*O que fazer:*
No relato de viagem a Goa apresentado abaixo, enumere todos os edifícios nomeados no parágrafo que começa com "Em velha Goa".

*Excerto:*
----

18 de outubro de 2013

Goa




A minha ideia quando cheguei a Calcutá era tratar do visto para o Bangladesh, fazer a tal conferencia de imprensa que o cônsul tinha planeada e partir para Dhaka, capital do país vizinho, onde deixaria a moto estacionada por um mês para vir à Europa fazer um trabalho que tenho programado. Só que entretanto, no consulado do Bangladesh recusaram-se a dar-me um visto de duas entradas, de maneira que tive que deixar a moto em Calcuta e, como ainda tinha uns dias até apanhar o avião que estava marcado do Dubai para Portugal, vim até Goa que fica a caminho e não tinha tido a hipótese de visitar de moto.
Cheguei já de noite e instalei-me na Pangim Inn, que me tinha sido recomendada pelo cônsul local, este português.
Goa não tem nada a ver com o norte da Índia. Há muito menos lixo nas ruas e as estradas estão em bom estado.
No dia seguinte de manhã tratei de alugar uma “scooter” e fui explorar a região.
Com pouca coisa que visitar em Panjim, comecei por ir até Velha Goa. Não tinha percorrido dois quilómetros fora da cidade quando fui mandado parar pela polícia.
- “your licence, please”
- “your nationality”?
- “Portuguese”
- “Ah. Fala Português”? diz-me o polícia com pronuncia de inglês radicado no alentejo.
- “Sim”
- “What does it mean, sim”?
- “Yes”
- “Ah. Very well. Bacalhau. Ha, ha. You may go”
Em velha Goa, como em todo o lado na Índia, tudo o que são monumentos estão muito mal conservados. O velho palácio dos Governadores já não existe porque, ainda no século IXX os dirigentes portugueses decidiram-se mudar para o Palácio do Cabo, junto ao mar, e acabaram por destruir aquele para utilizarem parte do material para construírem o novo. Tanto a enorme Sé, a maior igreja na Ásia, como a Basílica do Bom Jesus, onde está o tumulo de S. Francisco Xavier, estão em bastante mau estado e a coleção de quadros dos governadores e vice reis portugueses, instalada no Museu Arqueológico, foi restaurada por curiosos que transformaram os dirigentes portugueses numa espécie de bonecos mascarados.

----

[Itens do conjunto de dados]
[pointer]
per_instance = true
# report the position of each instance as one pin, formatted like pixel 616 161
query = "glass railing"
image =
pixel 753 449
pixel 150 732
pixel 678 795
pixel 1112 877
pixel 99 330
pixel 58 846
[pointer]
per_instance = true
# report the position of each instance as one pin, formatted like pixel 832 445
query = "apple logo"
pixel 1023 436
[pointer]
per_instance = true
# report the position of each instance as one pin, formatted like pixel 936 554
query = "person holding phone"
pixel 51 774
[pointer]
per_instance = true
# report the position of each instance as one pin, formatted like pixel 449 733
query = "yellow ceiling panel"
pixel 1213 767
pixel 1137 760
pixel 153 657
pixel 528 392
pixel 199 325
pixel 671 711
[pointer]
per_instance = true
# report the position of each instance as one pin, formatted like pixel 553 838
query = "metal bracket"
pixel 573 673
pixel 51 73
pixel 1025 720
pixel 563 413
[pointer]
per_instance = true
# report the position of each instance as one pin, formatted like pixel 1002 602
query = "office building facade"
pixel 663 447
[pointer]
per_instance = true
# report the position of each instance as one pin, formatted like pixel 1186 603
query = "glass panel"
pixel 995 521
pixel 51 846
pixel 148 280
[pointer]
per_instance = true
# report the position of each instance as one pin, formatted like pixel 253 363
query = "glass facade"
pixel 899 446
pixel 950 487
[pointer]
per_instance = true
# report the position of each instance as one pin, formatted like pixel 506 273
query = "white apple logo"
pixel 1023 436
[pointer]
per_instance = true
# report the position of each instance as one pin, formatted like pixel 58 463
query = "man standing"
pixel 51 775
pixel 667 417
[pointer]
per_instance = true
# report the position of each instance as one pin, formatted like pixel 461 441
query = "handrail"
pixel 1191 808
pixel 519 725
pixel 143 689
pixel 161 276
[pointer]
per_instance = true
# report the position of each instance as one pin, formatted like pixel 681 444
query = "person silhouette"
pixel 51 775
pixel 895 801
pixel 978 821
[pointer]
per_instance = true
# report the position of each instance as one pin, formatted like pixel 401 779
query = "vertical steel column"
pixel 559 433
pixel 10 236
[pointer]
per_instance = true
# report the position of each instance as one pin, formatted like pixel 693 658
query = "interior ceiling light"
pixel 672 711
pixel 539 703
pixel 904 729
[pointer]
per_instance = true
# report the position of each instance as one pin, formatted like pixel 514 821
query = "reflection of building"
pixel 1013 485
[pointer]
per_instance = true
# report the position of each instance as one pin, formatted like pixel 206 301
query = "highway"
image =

----

*Resultado:*
- O velho palácio dos Governadores
- O Palácio do Cabo
- A Sé
- A Basílica do Bom Jesus
- O Museu Arqueológico